■ **Work to do**
Starting with the line that contains "the hairy flower", copy every line through the end of the data below, exactly and with nothing added.
:: Excerpted records ::
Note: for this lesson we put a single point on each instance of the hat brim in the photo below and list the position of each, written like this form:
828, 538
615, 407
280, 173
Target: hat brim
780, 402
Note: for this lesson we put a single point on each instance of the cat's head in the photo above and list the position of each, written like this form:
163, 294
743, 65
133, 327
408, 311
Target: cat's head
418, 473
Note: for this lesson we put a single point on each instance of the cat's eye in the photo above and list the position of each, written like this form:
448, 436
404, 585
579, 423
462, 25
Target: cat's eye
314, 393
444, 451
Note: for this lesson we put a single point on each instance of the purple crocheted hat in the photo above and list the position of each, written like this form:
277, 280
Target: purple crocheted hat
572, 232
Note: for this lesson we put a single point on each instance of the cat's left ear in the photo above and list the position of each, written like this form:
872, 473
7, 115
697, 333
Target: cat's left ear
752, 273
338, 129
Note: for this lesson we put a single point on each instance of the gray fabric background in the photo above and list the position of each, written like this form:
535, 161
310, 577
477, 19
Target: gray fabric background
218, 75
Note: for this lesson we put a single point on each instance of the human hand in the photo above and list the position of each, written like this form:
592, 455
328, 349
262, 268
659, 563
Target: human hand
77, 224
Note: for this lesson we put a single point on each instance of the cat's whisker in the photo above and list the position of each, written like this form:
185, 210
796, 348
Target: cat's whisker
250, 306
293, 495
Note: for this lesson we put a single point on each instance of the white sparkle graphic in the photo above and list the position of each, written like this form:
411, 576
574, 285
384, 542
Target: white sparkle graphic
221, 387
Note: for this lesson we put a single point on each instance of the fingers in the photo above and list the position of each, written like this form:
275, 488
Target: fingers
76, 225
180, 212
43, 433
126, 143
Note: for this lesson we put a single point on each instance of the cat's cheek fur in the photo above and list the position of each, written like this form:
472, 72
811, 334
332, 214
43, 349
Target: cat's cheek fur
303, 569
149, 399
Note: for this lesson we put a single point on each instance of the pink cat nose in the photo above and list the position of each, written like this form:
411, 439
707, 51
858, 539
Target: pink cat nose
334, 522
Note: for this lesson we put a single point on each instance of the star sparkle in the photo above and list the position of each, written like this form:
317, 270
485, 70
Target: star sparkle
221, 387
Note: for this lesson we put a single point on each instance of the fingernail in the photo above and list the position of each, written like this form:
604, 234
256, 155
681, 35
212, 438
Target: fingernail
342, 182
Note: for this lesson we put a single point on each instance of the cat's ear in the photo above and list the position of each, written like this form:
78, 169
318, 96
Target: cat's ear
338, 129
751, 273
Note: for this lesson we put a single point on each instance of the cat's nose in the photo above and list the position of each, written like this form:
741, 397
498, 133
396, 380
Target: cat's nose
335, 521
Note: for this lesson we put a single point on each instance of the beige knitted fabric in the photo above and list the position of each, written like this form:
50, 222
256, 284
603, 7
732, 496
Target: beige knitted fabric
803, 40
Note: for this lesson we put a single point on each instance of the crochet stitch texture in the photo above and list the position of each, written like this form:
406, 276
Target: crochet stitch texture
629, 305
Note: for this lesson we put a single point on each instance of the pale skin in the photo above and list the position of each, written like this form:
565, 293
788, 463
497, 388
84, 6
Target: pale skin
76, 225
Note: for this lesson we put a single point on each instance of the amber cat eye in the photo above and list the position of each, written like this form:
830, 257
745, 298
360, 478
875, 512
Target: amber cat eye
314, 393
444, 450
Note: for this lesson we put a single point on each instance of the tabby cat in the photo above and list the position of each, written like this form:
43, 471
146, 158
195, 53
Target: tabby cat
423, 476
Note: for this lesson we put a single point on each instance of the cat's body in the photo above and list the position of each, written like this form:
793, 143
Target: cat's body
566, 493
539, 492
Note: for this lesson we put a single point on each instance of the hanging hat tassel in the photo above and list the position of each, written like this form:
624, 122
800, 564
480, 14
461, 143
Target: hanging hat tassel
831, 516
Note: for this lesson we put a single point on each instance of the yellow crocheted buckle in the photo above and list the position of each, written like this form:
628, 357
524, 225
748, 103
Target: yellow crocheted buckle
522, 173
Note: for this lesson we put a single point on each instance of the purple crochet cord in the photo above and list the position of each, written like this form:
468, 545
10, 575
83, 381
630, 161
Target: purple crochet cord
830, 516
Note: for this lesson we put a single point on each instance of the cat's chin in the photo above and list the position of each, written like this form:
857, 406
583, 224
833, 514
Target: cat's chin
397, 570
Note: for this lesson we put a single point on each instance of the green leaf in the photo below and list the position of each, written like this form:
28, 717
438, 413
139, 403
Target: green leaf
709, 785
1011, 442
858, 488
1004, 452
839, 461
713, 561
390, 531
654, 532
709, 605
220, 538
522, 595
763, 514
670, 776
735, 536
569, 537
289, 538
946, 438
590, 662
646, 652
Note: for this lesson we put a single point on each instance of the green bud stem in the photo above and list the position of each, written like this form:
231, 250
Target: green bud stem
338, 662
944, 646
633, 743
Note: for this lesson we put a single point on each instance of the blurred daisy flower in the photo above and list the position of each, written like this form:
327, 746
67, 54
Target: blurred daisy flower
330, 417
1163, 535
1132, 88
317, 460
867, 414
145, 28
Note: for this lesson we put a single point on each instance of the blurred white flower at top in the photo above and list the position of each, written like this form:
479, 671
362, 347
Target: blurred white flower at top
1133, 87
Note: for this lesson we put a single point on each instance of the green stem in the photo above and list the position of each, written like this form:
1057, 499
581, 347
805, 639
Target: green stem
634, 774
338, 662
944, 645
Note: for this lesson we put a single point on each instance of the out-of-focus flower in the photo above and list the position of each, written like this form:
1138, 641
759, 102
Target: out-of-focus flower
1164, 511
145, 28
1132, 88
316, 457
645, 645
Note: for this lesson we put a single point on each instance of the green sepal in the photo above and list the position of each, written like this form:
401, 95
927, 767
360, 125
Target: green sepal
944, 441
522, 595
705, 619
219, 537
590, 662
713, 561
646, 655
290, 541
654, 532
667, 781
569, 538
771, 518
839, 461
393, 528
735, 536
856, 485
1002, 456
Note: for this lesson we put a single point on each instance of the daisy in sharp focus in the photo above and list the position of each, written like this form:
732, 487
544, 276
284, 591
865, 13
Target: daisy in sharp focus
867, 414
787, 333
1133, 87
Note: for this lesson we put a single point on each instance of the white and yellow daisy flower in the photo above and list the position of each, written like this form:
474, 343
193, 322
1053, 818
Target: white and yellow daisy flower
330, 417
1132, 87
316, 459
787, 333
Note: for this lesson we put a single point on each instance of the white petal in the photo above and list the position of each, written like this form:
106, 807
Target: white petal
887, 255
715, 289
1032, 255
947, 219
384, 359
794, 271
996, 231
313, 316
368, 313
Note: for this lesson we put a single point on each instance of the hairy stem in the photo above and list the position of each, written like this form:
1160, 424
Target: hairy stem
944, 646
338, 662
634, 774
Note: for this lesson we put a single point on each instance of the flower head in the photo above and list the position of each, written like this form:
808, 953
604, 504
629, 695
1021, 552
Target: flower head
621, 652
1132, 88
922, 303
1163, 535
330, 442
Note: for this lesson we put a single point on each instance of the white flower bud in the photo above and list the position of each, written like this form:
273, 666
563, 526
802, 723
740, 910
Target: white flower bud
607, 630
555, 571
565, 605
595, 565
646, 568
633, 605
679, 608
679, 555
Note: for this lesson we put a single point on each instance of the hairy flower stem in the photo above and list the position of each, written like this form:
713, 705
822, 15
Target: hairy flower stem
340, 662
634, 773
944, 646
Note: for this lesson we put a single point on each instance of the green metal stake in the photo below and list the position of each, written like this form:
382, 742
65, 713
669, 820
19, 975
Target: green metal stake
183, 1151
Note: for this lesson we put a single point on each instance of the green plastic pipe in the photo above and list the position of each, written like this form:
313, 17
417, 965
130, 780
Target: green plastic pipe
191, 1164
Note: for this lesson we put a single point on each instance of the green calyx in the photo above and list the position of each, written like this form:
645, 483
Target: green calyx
:::
■ **Result below**
Note: for this lesson we put a single point on each instance of the hairy flower stem in the photo above and list the position of each, written like this form:
713, 705
822, 15
Target: hairy flower stem
340, 662
634, 773
944, 646
Note: for this lesson we put a single point on each instance of the green metal stake in the photo below and list the position of each, written like this form:
382, 742
65, 713
669, 820
19, 975
Target: green metal stake
183, 1151
Note: for this lesson we put a single point on each instance of the green plastic pipe in the photo above and list the position of each, written like this form:
313, 17
417, 965
130, 780
Target: green plastic pipe
191, 1164
Note: for this lesson we put a single point on each instance of the green calyx in the photo above and list the position of each, written like this form:
645, 483
Target: green calyx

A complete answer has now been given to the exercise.